Quote all entries in full, exactly.

===== Entries supplied

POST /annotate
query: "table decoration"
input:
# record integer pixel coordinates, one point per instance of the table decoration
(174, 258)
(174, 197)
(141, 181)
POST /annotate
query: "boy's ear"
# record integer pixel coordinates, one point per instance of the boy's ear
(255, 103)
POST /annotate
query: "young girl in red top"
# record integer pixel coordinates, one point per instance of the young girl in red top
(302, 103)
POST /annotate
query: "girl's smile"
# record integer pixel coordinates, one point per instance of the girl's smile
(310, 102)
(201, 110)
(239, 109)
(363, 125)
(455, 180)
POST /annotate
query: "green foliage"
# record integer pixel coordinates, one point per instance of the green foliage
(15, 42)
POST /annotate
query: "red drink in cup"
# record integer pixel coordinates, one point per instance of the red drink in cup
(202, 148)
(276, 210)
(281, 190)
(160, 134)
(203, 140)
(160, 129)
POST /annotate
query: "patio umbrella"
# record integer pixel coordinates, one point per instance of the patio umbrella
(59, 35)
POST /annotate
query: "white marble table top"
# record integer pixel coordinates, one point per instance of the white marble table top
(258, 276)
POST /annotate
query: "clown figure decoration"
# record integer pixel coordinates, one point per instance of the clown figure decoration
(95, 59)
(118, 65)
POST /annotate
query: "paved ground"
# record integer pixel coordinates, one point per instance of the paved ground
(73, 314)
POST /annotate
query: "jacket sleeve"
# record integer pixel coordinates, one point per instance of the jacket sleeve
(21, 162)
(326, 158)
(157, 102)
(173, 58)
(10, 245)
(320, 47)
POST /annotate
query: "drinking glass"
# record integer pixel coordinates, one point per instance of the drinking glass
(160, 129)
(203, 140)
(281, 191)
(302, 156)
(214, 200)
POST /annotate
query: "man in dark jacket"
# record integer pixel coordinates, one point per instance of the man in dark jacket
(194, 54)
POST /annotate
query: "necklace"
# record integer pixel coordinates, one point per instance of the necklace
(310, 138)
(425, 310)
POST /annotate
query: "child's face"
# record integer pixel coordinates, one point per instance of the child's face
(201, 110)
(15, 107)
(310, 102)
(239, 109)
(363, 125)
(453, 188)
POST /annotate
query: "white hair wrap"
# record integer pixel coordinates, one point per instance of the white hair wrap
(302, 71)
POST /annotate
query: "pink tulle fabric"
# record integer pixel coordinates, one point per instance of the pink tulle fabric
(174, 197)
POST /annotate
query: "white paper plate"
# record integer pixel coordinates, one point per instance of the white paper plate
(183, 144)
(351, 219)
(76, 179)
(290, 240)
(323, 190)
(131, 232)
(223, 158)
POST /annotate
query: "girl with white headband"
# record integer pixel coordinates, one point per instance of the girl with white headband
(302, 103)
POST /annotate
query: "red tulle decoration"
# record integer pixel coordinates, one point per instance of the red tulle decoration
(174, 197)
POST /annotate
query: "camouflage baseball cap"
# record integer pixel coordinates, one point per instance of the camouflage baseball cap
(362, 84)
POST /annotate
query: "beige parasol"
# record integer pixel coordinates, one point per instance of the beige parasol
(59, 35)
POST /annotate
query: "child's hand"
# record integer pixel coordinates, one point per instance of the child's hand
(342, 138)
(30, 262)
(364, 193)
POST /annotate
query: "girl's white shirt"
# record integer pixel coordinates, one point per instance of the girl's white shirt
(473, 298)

==========

▸ Task solution
POST /annotate
query: "table decoration"
input:
# record integer pixel coordinates, one point per instance of the table decoration
(174, 258)
(174, 197)
(141, 181)
POST /annotate
query: "boy's ear"
# record integer pixel coordinates, one point per instance of the boy's ear
(255, 103)
POST /annotate
query: "young girl in red top"
# record integer pixel coordinates, one point per instance of the young girl in red top
(302, 103)
POST /annotate
query: "girl's smile"
# record integer pixel coordinates, one point per instance of the girl's smile
(310, 102)
(201, 110)
(239, 109)
(363, 125)
(455, 180)
POST /annotate
query: "green foliage"
# record integer pixel coordinates, one point per instance of the green foliage
(15, 42)
POST /annotate
query: "red drink in cup"
# record integer pixel coordinates, one point per instance of the red drink in cup
(202, 148)
(276, 210)
(281, 190)
(160, 134)
(203, 140)
(160, 129)
POST /annotate
query: "patio umbrella"
# record integer pixel coordinates, one point per instance of the patio umbrella
(59, 35)
POST /annotate
query: "white marble table top"
# record integer pixel coordinates, one point per instance of the white marble table top
(258, 276)
POST /annotate
query: "clown figure decoration"
# record integer pixel coordinates, one point per instance of the clown figure decoration
(95, 59)
(118, 65)
POST /annotate
query: "paved ground"
# record integer pixel coordinates, one point per instance of the paved ground
(73, 314)
POST /annotate
query: "jacket sleeve"
# record integer pixel coordinates, one point per instance of the jacket sleeve
(21, 162)
(326, 158)
(157, 102)
(173, 58)
(10, 245)
(320, 47)
POST /annotate
query: "drinking glass"
# record integer pixel coordinates, one point per instance of the drinking glass
(160, 129)
(203, 140)
(281, 191)
(302, 156)
(214, 200)
POST /annotate
query: "man in dark jacket"
# record integer pixel coordinates, one point per instance of the man in dark jacket
(194, 54)
POST /annotate
query: "necklace"
# record integer pixel coordinates, one point per instance of the necklace
(310, 138)
(425, 310)
POST /annotate
query: "child's face"
# record integer pixel coordinates, one point per instance of the child's face
(201, 110)
(15, 107)
(310, 102)
(239, 109)
(363, 125)
(453, 188)
POST /annotate
query: "white hair wrap"
# record integer pixel coordinates, one point per instance of the white hair wrap
(302, 71)
POST /annotate
query: "pink tulle fabric"
# record integer pixel coordinates, one point per instance of the pink tulle fabric
(174, 197)
POST /annotate
query: "white paper plate"
# record integer pixel coordinates, one point per instance of the white paper plate
(183, 144)
(351, 219)
(76, 179)
(290, 240)
(323, 190)
(131, 232)
(223, 158)
POST /annotate
query: "girl with white headband"
# record integer pixel coordinates, one point per instance of the girl with white headband
(302, 103)
POST /annotate
query: "red tulle decoration"
# record integer pixel coordinates, one point per instance of the red tulle decoration
(174, 197)
POST /annotate
query: "camouflage baseball cap"
# record integer pixel coordinates, one point per instance of the camouflage baseball cap
(362, 84)
POST /annotate
query: "beige parasol"
# record integer pixel coordinates, one point per instance of the beige parasol
(59, 35)
POST /annotate
query: "child's hand"
# record integer pixel coordinates, one point per instance of the child's hand
(342, 138)
(30, 262)
(364, 193)
POST /annotate
query: "girl's white shirt"
# record integer pixel coordinates, one point per instance of the girl's white shirt
(473, 298)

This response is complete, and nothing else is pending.